(This newsletter is the rebirth of a project I started in 2017. I was sending out dispatches from my website of the same name and getting good uptake. Feedback was terrific and several hundred subscribers signed up for the weekly report, and thousands were reading. But the standard required to make a small amount of revenue to cover time and expenses was daunting. And I was otherwise engaged with endeavors consuming an increasing amount of my time. I surrendered.
But along came Substack, which appears to be designed for what I was trying to achieve with my writing. My goal here is to offer information, insight, and maybe even entertainment. There will be personal experience included since I provide a point of view. But my focus is on this confounding state, its myths and realities. I will write about travel, literature, history, movies, politics, and just life its ownself under the Lone Star, and the broader influence of Texas beyond its borders.
It’s free to anyone who wants it, but those modest paid subscriptions, if you are inclined, can help fire the engines. Go ahead and be inclined. I’ll publish at least once a week, depending on interest, yours and mine. I will also post randomly with stories worth sharing and that are not part of the weekly newsletter).
“Doesn’t Texas sometimes seem to resemble a country like Saudi Arabia, with its great heat, its oil wealth, its brimming houses of worship, and its weekly executions?”
– Martin Amis, “The Palace at the End”
There has to be something psychologically damaged in the governor of Texas. Any analysis of Greg Abbott ends up sounding like a political screed, even if all the writer does is list the governor’s executive decisions. Cumulatively, they are difficult to comprehend as the product of a rational mind. A psychiatrist might easily make a case that Abbott needs professional help simply based upon the anger issues that consistently manifest in his politics.
What the hell is wrong with Gregg Abbott?

_____

◆ WHAT YOU ARE ASKED TO DO
Return the Texas newsletter text from "But along came" to "beyond its borders.", word for word.

_____

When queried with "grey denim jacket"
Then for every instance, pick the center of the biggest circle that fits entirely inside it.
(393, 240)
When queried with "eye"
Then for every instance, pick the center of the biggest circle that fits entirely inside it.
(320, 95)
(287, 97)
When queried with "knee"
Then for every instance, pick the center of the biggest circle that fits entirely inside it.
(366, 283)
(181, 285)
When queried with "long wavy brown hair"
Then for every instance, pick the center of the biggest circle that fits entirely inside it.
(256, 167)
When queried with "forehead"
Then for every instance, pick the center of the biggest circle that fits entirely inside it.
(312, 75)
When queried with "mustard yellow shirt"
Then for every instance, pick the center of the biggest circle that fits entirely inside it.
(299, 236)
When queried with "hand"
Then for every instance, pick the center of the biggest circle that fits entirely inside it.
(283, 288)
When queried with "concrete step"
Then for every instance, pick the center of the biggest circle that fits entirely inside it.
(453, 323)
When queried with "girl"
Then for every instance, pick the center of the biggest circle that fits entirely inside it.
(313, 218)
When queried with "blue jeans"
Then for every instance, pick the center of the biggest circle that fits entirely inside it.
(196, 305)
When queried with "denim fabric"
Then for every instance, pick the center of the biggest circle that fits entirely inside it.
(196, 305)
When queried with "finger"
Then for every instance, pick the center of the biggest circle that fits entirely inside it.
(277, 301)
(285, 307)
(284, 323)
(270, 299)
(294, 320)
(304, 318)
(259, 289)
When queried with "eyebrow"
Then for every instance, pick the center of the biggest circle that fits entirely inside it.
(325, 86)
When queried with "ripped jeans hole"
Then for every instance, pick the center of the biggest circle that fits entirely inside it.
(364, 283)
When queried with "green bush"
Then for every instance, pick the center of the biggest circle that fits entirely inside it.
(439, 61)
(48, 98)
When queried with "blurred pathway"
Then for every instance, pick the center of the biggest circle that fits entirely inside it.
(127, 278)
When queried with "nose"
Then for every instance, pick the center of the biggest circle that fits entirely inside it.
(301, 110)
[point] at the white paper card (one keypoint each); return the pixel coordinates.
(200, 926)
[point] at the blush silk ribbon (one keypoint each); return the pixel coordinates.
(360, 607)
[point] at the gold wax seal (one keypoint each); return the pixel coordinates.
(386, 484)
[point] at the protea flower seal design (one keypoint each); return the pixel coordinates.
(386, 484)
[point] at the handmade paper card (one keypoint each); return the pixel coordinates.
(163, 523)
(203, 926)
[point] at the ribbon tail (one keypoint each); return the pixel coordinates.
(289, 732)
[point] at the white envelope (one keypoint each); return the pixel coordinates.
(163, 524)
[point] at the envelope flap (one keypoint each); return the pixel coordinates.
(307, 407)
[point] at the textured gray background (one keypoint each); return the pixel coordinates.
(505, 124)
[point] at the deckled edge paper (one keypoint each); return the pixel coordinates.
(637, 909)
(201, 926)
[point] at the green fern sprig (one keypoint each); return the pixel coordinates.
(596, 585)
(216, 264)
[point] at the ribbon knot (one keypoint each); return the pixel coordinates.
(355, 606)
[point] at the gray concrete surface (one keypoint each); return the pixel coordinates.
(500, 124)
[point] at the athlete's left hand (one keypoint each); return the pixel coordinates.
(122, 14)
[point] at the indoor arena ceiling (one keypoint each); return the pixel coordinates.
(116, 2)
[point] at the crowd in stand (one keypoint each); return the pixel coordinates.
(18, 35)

_____

◆ OUTPUT OF THE EXERCISE
But along came Substack, which appears to be designed for what I was trying to achieve with my writing. My goal here is to offer information, insight, and maybe even entertainment. There will be personal experience included since I provide a point of view. But my focus is on this confounding state, its myths and realities. I will write about travel, literature, history, movies, politics, and just life its ownself under the Lone Star, and the broader influence of Texas beyond its borders.